> ABOUT THIS EXERCISE:
A faithful repeat of all the records, with no image kept, is the required answer.

> DATA:
----------

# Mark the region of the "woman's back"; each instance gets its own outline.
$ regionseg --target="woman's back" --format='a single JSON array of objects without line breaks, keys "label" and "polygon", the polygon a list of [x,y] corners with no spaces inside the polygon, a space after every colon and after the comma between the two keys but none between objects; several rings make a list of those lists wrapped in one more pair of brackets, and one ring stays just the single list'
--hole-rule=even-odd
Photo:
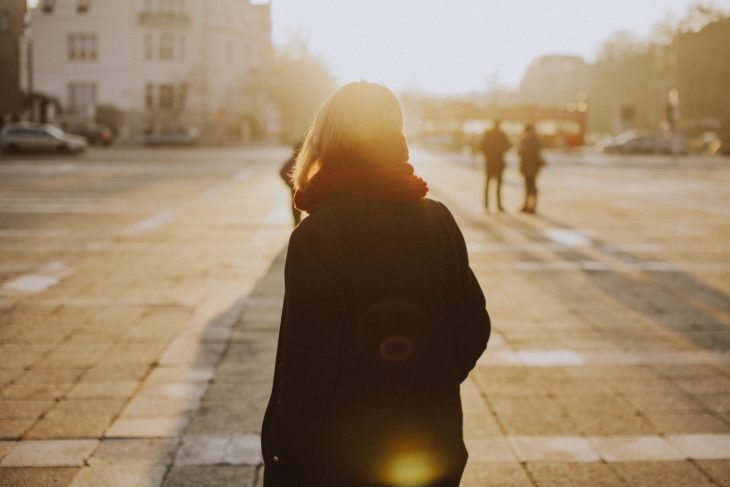
[{"label": "woman's back", "polygon": [[351,83],[317,113],[295,166],[265,487],[456,487],[459,384],[490,322],[453,217],[424,199],[403,113]]},{"label": "woman's back", "polygon": [[331,467],[331,485],[348,475],[384,482],[399,448],[435,477],[460,471],[459,383],[489,321],[448,210],[425,199],[336,200],[301,223],[289,252],[280,347],[308,364],[289,374],[301,387],[278,391],[279,412],[309,412],[301,434],[316,454],[305,462]]}]

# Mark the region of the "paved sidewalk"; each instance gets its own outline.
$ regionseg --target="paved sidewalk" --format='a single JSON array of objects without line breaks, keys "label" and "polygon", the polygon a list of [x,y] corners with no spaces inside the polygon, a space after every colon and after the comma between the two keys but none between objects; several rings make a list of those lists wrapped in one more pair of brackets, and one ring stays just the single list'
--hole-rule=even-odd
[{"label": "paved sidewalk", "polygon": [[[531,217],[485,214],[478,170],[414,160],[464,231],[494,321],[462,389],[462,485],[730,487],[730,170],[548,166],[543,216]],[[98,291],[61,286],[4,312],[0,486],[260,487],[288,229],[255,226],[285,210],[286,193],[269,190],[273,175],[251,177],[209,193],[195,225],[168,229],[180,239],[199,238],[206,219],[250,225],[191,246],[215,247],[176,288],[193,293],[204,278],[196,306],[128,286],[109,299],[126,303],[118,310],[84,315]],[[508,173],[508,208],[520,190]],[[224,271],[232,256],[241,267]],[[232,278],[217,282],[221,272]],[[47,304],[69,299],[73,315]],[[113,325],[125,320],[135,326],[122,334]],[[124,339],[99,350],[93,337],[115,333]]]},{"label": "paved sidewalk", "polygon": [[286,243],[286,153],[4,161],[0,486],[162,483]]},{"label": "paved sidewalk", "polygon": [[260,430],[274,373],[284,259],[282,252],[245,299],[164,487],[262,485]]}]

----------

> RESPONSE BELOW:
# Mark the region of the "woman's back"; each instance gets its own outline.
$ regionseg --target="woman's back" --format='a single JSON array of objects without line breaks, keys "label" and "polygon", the polygon a list of [x,y] corners with no spaces inside the polygon, a space after every colon and after the comma between the two keys but none between objects; several rings make a list of those lists wrapped in one more pair of brackets, and one ring stays just the single list'
--hole-rule=even-odd
Photo:
[{"label": "woman's back", "polygon": [[351,83],[317,113],[295,166],[265,487],[456,487],[459,384],[490,322],[453,217],[424,199],[403,113]]},{"label": "woman's back", "polygon": [[331,467],[331,485],[348,475],[384,482],[399,448],[435,477],[460,471],[459,383],[489,321],[448,210],[425,199],[336,200],[301,223],[289,252],[280,347],[308,364],[289,374],[301,387],[278,391],[279,412],[309,412],[301,434],[316,454],[305,462]]}]

# Mark the region of the "paved sidewalk"; each instance gets its own outline.
$ regionseg --target="paved sidewalk" --format='a single JSON array of objects without line breaks, keys "label" and "polygon", the polygon a list of [x,y] corners with no spaces inside the polygon, a space after every colon and after the comma between the two keys but none between objects; several rings make a list of those lists wrapped in one more pair of brackets, and one ring stays just the single list'
--hole-rule=even-odd
[{"label": "paved sidewalk", "polygon": [[[531,217],[485,214],[478,170],[414,160],[464,231],[494,321],[462,389],[462,485],[730,487],[730,170],[548,166],[543,216]],[[98,291],[61,286],[4,312],[0,486],[260,487],[288,229],[255,226],[285,210],[286,193],[269,190],[273,175],[251,177],[209,193],[195,225],[168,229],[180,239],[199,238],[206,219],[250,225],[191,246],[215,247],[176,288],[193,293],[204,278],[196,306],[128,286],[109,299],[126,303],[118,310],[84,315]],[[508,173],[508,208],[520,190]],[[224,271],[232,256],[241,267]],[[232,278],[217,282],[221,272]],[[47,304],[69,299],[73,315]],[[113,325],[125,320],[135,326],[122,334]],[[124,339],[99,350],[93,337],[115,333]]]},{"label": "paved sidewalk", "polygon": [[286,243],[286,153],[4,161],[0,486],[162,483]]},{"label": "paved sidewalk", "polygon": [[260,430],[274,373],[284,259],[282,252],[245,299],[164,487],[262,485]]}]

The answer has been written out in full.